**What the exercise asks**
Reproduce verbatim every line of the records below from the line containing "query: green plant" down to the line containing "Provide the mask", including both of those lines.

-- START Extracted information --

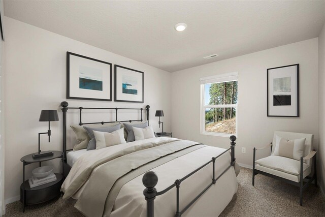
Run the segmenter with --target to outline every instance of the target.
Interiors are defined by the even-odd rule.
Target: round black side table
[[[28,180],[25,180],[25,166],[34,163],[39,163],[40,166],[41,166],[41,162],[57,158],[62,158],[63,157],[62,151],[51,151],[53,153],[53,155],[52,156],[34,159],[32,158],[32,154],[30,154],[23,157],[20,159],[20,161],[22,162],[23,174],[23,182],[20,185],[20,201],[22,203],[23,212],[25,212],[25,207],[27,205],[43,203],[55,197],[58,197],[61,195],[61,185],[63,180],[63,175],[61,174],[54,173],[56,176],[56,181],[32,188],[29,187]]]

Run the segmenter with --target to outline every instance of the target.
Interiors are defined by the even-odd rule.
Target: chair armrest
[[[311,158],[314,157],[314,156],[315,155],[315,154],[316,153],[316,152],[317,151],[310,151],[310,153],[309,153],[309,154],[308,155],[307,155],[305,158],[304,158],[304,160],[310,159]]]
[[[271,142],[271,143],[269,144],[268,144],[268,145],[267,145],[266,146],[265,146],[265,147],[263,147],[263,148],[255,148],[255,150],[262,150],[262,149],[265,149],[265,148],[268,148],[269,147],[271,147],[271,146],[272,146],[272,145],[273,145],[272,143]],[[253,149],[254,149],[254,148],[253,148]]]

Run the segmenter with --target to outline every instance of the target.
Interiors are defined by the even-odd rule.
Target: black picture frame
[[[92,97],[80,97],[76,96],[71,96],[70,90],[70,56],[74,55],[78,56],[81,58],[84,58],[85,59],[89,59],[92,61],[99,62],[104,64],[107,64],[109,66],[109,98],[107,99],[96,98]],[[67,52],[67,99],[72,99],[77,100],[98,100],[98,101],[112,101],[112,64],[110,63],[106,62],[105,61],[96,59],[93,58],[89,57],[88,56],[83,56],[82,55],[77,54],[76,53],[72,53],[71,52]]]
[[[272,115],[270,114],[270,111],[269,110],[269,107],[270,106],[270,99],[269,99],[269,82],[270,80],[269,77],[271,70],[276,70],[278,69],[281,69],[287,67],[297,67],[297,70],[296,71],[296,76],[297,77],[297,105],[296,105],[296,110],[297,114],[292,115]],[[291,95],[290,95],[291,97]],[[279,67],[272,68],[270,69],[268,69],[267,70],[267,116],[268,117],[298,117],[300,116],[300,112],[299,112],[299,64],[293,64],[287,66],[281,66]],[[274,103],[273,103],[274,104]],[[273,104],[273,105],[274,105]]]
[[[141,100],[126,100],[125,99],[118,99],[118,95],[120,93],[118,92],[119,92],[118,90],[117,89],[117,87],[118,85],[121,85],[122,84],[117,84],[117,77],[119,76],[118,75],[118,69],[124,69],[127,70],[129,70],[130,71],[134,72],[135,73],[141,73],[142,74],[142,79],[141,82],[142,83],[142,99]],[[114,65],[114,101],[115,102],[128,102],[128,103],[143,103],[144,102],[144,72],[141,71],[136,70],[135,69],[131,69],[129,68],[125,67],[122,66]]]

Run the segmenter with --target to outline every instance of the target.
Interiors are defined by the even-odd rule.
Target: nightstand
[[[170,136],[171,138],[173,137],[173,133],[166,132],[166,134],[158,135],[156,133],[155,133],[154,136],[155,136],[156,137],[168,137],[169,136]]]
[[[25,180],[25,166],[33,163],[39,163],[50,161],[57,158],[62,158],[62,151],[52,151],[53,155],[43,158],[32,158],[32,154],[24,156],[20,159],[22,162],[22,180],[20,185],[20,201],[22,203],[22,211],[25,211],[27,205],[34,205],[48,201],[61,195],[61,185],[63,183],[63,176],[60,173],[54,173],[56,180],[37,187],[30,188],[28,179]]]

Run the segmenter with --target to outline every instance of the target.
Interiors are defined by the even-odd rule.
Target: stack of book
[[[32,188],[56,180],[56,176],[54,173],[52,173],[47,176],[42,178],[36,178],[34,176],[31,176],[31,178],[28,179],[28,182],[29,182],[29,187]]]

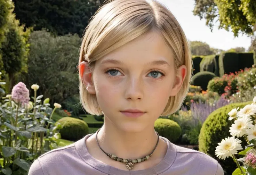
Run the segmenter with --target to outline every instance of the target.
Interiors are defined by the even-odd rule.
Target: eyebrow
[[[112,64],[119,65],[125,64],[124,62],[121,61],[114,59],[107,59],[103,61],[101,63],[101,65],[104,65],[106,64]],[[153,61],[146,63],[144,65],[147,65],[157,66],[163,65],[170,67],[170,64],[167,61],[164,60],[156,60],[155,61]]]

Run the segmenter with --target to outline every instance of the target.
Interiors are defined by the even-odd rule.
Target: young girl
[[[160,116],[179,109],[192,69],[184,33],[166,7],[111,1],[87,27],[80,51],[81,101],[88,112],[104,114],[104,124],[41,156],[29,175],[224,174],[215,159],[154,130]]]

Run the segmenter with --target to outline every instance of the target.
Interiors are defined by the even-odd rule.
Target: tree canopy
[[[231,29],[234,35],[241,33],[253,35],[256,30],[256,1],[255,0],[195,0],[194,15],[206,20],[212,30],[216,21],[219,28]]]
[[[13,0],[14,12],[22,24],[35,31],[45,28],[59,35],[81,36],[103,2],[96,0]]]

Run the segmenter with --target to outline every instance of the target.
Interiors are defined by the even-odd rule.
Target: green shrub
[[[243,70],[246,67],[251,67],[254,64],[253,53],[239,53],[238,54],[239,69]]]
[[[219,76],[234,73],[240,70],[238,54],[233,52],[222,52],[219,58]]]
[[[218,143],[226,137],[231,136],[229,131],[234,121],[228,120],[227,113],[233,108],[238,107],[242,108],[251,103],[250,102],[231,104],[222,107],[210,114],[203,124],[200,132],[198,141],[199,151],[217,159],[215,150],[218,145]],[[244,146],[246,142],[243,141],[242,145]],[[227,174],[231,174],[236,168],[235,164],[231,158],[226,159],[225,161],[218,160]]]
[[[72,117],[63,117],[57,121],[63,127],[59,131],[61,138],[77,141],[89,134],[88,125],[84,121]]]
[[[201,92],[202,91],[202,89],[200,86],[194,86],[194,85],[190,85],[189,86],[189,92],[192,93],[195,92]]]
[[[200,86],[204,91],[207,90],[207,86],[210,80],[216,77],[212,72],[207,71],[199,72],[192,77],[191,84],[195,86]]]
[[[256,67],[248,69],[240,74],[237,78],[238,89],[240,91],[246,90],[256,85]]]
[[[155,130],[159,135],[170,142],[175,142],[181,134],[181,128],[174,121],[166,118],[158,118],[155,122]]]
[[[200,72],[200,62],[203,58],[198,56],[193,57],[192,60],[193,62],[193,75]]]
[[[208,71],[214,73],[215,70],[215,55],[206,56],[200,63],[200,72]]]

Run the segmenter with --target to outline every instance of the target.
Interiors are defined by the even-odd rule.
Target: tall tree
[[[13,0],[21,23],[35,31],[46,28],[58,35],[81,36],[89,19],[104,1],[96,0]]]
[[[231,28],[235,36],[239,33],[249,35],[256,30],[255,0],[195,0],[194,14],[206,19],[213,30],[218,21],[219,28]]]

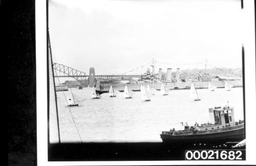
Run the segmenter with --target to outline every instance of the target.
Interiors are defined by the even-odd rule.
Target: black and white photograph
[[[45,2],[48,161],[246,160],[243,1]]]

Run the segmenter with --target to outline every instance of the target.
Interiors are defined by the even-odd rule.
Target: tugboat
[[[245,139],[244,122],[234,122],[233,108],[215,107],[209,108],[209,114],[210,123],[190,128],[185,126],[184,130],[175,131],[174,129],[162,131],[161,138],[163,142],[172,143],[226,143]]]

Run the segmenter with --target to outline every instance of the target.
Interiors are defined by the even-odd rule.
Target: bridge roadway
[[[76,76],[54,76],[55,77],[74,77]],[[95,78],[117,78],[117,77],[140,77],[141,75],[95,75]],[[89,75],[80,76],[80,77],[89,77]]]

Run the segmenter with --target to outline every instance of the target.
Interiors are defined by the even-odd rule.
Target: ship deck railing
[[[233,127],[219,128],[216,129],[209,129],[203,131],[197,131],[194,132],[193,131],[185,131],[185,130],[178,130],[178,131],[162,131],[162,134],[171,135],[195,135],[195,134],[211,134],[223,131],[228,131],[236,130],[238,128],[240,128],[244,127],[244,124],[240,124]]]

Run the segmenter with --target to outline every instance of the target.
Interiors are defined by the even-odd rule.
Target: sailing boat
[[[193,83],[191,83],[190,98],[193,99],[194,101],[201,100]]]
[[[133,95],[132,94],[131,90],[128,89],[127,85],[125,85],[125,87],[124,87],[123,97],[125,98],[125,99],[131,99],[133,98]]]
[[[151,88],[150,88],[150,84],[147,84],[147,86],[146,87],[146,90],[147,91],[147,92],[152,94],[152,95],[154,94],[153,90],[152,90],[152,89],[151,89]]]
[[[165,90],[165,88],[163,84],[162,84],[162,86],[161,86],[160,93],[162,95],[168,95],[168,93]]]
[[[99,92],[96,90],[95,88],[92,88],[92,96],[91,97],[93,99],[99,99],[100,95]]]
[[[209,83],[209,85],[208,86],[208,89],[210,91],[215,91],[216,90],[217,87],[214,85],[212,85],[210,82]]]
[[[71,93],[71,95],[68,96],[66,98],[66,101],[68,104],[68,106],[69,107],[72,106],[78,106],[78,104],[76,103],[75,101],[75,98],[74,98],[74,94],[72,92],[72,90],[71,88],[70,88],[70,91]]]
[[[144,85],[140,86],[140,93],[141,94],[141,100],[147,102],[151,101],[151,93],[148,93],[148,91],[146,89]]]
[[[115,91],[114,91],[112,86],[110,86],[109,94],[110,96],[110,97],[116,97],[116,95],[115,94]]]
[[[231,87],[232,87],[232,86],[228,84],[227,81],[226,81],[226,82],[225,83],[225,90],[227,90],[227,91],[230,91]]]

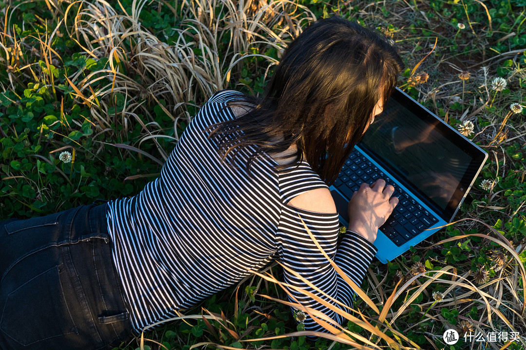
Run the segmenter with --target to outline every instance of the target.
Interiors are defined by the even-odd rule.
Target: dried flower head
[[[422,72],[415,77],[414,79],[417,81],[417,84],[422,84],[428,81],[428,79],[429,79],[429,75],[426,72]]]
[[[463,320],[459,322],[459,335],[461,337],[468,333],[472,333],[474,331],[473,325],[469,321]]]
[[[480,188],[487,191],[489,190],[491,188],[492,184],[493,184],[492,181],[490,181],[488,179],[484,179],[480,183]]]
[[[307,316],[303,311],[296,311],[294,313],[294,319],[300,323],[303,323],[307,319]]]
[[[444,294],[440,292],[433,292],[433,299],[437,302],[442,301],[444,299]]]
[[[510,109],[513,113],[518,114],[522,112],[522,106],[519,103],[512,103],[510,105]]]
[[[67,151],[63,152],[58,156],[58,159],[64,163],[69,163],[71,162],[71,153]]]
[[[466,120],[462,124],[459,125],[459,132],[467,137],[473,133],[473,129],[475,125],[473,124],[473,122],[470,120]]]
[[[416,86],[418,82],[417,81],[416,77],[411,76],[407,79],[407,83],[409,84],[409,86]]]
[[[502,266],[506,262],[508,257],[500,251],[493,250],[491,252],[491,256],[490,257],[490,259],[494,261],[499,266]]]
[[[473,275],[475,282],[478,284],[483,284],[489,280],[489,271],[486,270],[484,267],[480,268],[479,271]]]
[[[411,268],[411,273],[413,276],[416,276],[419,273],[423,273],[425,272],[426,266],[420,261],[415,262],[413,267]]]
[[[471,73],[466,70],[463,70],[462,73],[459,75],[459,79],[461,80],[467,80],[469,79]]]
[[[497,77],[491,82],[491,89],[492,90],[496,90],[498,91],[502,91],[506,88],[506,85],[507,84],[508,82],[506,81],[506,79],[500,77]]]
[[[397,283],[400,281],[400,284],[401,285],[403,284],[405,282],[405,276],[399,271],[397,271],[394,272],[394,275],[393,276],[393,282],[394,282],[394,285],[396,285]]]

-- END Extracted information --
-- START Extracted information --

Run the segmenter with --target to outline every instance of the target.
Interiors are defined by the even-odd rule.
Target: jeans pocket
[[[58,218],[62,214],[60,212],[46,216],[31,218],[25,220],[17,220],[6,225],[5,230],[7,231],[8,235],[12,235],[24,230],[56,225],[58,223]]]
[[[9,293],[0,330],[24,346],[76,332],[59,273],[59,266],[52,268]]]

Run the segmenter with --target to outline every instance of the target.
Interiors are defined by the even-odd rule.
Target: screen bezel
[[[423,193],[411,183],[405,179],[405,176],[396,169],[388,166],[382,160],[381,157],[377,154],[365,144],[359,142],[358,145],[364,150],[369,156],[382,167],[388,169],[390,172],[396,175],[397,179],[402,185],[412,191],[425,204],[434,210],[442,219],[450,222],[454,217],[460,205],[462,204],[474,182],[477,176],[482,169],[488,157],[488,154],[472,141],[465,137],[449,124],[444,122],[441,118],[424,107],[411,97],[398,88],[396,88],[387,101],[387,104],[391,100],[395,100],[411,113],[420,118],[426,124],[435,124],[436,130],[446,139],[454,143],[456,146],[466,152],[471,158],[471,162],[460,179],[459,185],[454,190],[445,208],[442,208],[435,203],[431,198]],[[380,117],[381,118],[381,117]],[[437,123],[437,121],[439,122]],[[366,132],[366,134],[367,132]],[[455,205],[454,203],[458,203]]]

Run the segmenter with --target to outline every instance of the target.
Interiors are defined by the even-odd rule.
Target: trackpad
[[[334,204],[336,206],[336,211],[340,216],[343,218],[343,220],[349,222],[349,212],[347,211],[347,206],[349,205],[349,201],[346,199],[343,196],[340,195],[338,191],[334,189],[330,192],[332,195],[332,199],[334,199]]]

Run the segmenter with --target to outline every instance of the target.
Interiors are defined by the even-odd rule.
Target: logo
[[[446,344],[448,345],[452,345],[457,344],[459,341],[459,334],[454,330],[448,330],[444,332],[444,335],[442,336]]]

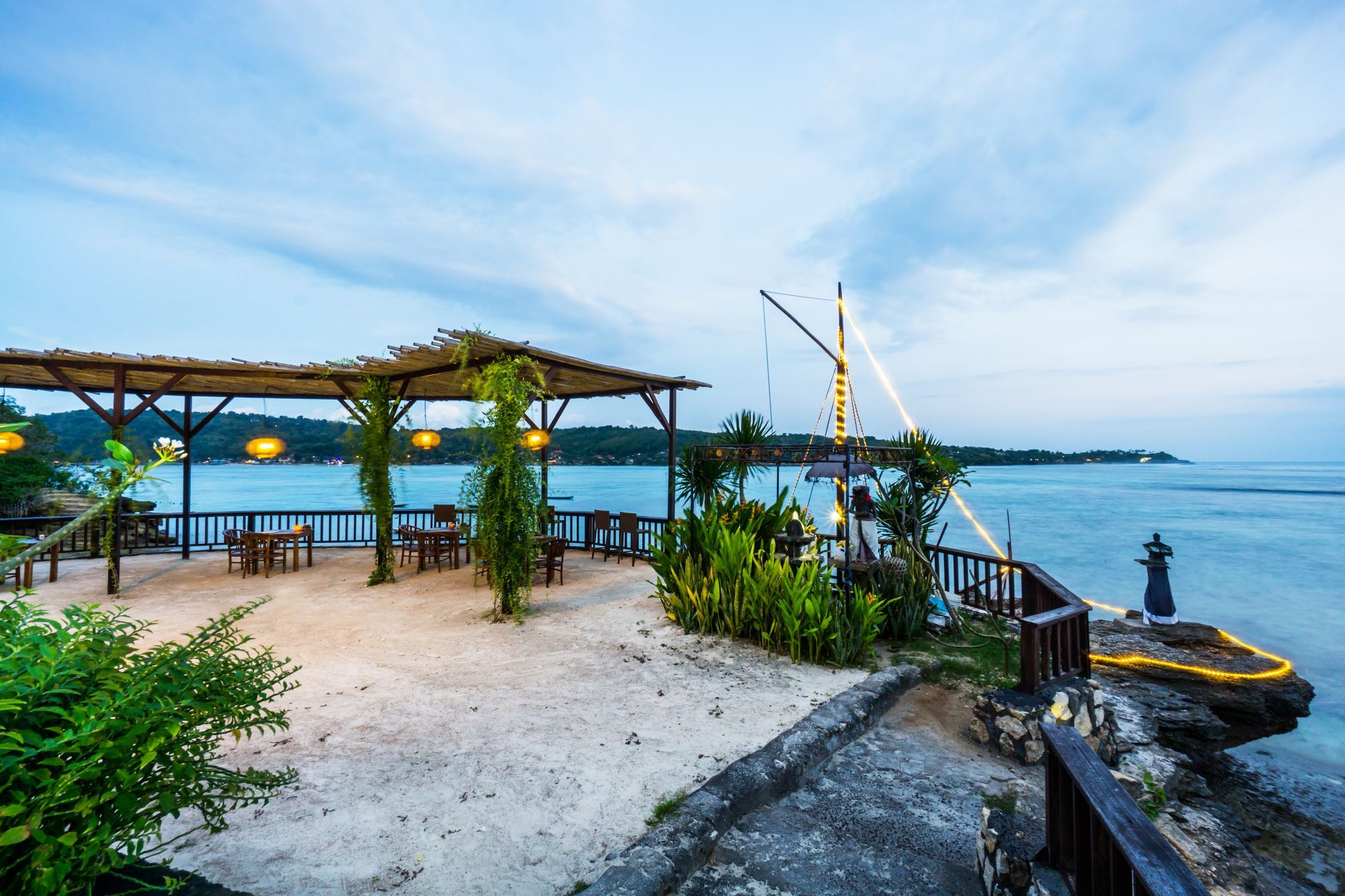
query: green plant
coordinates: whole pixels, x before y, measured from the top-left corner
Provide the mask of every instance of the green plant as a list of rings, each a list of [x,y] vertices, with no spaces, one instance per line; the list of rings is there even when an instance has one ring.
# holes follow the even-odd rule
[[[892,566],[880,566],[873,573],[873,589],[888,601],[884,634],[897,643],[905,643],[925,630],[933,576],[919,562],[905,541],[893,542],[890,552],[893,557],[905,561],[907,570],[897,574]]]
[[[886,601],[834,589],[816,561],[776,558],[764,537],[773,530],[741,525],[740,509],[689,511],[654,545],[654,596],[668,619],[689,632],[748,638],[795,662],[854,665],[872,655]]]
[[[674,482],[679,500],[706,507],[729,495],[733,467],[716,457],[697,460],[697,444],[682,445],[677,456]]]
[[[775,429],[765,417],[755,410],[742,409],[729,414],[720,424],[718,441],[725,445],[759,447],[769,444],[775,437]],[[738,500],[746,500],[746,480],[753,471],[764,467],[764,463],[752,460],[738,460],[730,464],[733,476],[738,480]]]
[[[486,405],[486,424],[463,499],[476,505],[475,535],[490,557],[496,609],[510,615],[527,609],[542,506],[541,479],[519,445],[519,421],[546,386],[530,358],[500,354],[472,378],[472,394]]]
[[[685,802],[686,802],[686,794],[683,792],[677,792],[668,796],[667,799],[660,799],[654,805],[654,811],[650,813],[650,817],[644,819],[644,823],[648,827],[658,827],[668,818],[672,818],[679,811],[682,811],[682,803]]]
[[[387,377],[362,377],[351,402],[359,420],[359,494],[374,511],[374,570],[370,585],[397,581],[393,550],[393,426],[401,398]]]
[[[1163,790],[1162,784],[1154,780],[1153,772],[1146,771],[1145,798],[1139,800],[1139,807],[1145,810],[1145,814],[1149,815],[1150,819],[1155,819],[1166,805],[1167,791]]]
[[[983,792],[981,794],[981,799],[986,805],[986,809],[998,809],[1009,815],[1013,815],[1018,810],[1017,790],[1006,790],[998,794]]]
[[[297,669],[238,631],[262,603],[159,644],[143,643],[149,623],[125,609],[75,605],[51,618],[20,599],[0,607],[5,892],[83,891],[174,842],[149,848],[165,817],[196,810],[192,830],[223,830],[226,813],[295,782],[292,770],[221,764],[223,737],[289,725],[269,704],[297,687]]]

-- END Extracted information --

**Answer to the exercise**
query: green plant
coordinates: whole pixels, x before y, measured from the top-left corner
Provide the mask of every instance of the green plant as a list of rings, each a list of [x,y] vertices, with no spaces, one instance per line; the list of rings is there even when an instance has one ring.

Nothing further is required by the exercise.